* begin DATA TO PROCESS *

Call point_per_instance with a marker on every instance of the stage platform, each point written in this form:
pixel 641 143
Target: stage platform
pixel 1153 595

* end DATA TO PROCESS *
* begin DATA TO PROCESS *

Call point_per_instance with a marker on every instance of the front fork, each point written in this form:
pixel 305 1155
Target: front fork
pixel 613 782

* end DATA TO PROCESS *

__EXERCISE OBJECTIVE__: Reproduce the rows starting at the line that contains "of the stage" and ending after the line that contains "pixel 1153 595", leaving each request and its format sample unchanged. Offset every pixel coordinate in the answers by adding 144 to it.

__THE SOLUTION__:
Call point_per_instance with a marker on every instance of the stage platform, each point written in this form:
pixel 641 143
Target: stage platform
pixel 1297 739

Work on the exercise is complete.